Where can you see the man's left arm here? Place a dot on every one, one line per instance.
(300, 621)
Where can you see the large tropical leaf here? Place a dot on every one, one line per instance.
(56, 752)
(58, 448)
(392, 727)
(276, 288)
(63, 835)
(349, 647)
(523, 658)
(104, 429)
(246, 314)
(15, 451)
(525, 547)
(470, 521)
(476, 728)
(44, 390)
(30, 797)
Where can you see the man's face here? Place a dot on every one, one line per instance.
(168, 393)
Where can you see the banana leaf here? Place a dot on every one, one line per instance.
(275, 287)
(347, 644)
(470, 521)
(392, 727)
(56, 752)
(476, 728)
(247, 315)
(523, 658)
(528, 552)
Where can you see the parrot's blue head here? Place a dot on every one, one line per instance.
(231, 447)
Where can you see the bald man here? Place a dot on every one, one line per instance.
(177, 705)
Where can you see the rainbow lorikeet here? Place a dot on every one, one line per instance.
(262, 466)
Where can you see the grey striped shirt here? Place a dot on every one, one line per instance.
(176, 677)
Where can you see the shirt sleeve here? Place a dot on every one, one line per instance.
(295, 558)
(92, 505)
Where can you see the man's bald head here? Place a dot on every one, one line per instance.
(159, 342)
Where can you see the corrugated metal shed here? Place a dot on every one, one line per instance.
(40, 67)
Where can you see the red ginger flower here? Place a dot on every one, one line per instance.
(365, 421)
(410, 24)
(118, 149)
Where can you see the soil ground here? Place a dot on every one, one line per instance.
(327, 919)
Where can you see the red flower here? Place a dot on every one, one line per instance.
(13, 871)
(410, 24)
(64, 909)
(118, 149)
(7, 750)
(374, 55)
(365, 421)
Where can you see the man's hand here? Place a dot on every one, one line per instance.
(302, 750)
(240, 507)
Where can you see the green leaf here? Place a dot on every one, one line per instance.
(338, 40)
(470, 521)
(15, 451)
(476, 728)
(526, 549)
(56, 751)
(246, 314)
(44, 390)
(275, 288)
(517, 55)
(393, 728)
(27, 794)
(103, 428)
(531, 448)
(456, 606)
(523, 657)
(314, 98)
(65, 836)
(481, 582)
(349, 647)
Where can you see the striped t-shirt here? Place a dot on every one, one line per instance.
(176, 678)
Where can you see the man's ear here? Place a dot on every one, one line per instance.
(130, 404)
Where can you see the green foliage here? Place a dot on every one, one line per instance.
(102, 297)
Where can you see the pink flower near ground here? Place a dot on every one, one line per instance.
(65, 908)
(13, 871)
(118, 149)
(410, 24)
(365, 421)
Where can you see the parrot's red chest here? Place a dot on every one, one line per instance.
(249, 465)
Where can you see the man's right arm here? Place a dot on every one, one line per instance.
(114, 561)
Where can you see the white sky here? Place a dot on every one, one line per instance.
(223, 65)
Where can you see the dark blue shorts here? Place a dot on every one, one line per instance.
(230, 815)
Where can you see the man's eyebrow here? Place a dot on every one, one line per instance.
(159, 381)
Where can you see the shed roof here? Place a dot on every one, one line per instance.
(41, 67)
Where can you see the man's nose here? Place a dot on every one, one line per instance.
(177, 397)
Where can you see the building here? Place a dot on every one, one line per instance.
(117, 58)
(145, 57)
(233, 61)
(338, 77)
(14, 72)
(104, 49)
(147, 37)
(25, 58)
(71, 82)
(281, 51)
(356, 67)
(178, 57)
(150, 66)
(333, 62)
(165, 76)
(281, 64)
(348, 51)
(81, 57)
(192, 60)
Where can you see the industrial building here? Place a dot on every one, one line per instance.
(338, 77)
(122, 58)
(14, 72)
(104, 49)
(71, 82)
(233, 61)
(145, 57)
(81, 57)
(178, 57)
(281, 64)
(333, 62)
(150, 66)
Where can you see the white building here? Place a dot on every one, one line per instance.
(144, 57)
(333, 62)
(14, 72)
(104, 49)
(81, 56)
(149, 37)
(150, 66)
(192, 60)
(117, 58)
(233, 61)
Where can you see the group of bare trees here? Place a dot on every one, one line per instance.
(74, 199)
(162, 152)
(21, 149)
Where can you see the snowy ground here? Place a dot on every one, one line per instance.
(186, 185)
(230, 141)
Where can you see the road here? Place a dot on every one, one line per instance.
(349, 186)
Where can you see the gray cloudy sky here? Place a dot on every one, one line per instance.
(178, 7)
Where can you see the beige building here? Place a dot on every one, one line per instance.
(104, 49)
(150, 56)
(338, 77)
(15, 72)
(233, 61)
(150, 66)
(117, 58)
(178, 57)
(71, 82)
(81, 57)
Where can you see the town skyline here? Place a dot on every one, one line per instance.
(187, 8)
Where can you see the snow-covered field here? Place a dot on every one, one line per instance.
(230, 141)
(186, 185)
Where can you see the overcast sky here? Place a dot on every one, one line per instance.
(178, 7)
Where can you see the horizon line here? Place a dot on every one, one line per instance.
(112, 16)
......
- _Aim_
Please rescale the material from the line containing "Where can you see the beige" through the end of the material, both ends included. Repeat every line, multiply each coordinate by 1.5, round to whole numbers with halves rounded up, and leave lines without coordinates unchanged.

- _Full solution_
Where can you see the beige building here? Place a dot on every one, one line per instance.
(156, 74)
(225, 84)
(507, 116)
(23, 108)
(350, 92)
(225, 99)
(176, 87)
(267, 86)
(107, 123)
(122, 86)
Where can you see the town skyline here? Place a dot on every one, one line per instance.
(281, 12)
Where can you see the snow-covered field here? Place a dot on every one, one line per instance.
(345, 212)
(279, 278)
Where can you see the overcast sky here? Place a dot on every one, one line per instance.
(267, 11)
Where can you see the horizon line here? Place a dot on every one, one line per instance.
(168, 24)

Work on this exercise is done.